→ **Problem requirements**
Please set down all of the data below verbatim.

** Opening Material supplied block **

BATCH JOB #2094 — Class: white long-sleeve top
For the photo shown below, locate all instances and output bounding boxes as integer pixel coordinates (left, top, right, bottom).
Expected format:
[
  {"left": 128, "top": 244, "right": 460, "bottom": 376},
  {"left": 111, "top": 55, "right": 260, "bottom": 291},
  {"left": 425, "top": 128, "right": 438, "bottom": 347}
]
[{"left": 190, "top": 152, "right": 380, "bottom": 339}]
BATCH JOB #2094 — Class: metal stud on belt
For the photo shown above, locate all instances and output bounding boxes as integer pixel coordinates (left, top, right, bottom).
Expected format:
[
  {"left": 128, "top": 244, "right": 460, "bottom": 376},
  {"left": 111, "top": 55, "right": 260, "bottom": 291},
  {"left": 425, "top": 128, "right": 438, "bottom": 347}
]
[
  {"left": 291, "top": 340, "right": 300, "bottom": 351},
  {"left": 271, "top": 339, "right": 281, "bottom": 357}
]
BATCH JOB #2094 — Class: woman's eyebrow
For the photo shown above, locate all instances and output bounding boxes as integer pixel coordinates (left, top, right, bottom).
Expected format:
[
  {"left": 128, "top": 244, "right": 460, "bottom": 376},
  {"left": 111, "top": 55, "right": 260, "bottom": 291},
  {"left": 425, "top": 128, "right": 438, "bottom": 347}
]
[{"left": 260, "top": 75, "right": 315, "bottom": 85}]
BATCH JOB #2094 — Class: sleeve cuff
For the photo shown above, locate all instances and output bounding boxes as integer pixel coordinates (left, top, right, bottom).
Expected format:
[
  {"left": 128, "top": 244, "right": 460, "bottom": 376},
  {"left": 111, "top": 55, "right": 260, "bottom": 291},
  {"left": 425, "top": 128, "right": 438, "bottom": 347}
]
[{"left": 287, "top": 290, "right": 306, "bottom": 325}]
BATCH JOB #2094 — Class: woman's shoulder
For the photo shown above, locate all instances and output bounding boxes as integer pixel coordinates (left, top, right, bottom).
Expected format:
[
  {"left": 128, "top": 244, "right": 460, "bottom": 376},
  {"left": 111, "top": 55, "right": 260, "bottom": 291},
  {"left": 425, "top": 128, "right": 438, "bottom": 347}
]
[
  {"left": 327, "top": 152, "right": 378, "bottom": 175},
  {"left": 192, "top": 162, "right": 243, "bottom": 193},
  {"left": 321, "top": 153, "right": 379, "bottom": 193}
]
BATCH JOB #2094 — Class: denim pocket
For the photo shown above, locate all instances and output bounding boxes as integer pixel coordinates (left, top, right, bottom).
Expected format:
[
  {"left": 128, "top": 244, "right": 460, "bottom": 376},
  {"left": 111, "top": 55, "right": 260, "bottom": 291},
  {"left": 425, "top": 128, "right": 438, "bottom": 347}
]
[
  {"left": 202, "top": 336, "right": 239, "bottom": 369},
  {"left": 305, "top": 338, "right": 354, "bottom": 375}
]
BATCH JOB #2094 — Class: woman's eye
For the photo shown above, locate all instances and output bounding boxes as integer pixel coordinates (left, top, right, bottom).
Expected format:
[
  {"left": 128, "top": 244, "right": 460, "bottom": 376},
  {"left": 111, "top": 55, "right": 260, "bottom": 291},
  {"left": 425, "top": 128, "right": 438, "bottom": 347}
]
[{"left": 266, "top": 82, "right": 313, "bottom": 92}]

** Closing Material supplied block **

→ **Finished task**
BATCH JOB #2094 — Class: white long-sleeve top
For the photo shown below, locate all instances and output bounding boxes as integer pixel coordinates (left, top, right, bottom).
Expected format:
[
  {"left": 128, "top": 244, "right": 460, "bottom": 376},
  {"left": 111, "top": 55, "right": 260, "bottom": 291},
  {"left": 425, "top": 128, "right": 438, "bottom": 347}
]
[{"left": 190, "top": 152, "right": 380, "bottom": 339}]
BATCH JOB #2094 — Class: metal stud on belt
For the photo shown above, locate all instances and output bounding boxes as integer pixel coordinates (left, top, right, bottom).
Expected format:
[
  {"left": 128, "top": 244, "right": 460, "bottom": 376},
  {"left": 111, "top": 55, "right": 260, "bottom": 291},
  {"left": 425, "top": 128, "right": 438, "bottom": 347}
]
[
  {"left": 291, "top": 340, "right": 300, "bottom": 351},
  {"left": 271, "top": 339, "right": 281, "bottom": 357}
]
BATCH JOB #2094 — Class: woman's eyebrow
For the photo shown above, locate all instances and output bounding boxes as integer pixel coordinates (left, top, right, bottom).
Expected format:
[
  {"left": 128, "top": 244, "right": 460, "bottom": 376},
  {"left": 111, "top": 55, "right": 260, "bottom": 291},
  {"left": 425, "top": 128, "right": 438, "bottom": 347}
]
[{"left": 260, "top": 75, "right": 315, "bottom": 85}]
BATCH JOB #2094 — Class: sleeve cuff
For the photo shown above, locate all instances and output bounding boxes as integer pixel coordinates (left, top, right, bottom).
Expected format:
[
  {"left": 128, "top": 244, "right": 460, "bottom": 376},
  {"left": 111, "top": 55, "right": 260, "bottom": 291},
  {"left": 425, "top": 128, "right": 438, "bottom": 347}
]
[{"left": 287, "top": 290, "right": 306, "bottom": 325}]
BATCH JOB #2094 — Class: woman's shoulder
For the photo shown above, locate all instances and output bounding boxes as integer pixel coordinates (left, top, right, bottom).
Expected format:
[
  {"left": 128, "top": 244, "right": 460, "bottom": 376},
  {"left": 111, "top": 55, "right": 260, "bottom": 291},
  {"left": 425, "top": 128, "right": 438, "bottom": 347}
]
[
  {"left": 327, "top": 152, "right": 378, "bottom": 175},
  {"left": 192, "top": 162, "right": 243, "bottom": 193},
  {"left": 321, "top": 153, "right": 379, "bottom": 193}
]
BATCH JOB #2094 — Class: denim pocket
For the photo shown above, locate all instances and output bounding boxes as integer pixel coordinates (left, top, right, bottom).
Expected format:
[
  {"left": 128, "top": 244, "right": 460, "bottom": 376},
  {"left": 111, "top": 55, "right": 260, "bottom": 291},
  {"left": 425, "top": 128, "right": 438, "bottom": 347}
]
[
  {"left": 202, "top": 336, "right": 239, "bottom": 369},
  {"left": 305, "top": 338, "right": 354, "bottom": 375}
]
BATCH JOB #2094 — Class: woman's eye
For the photo shown above, locate all instances and output bounding boxes as integer pixel coordinates (left, top, right, bottom).
Expected format:
[
  {"left": 128, "top": 244, "right": 460, "bottom": 376},
  {"left": 111, "top": 55, "right": 260, "bottom": 291},
  {"left": 425, "top": 128, "right": 438, "bottom": 347}
]
[{"left": 266, "top": 82, "right": 313, "bottom": 92}]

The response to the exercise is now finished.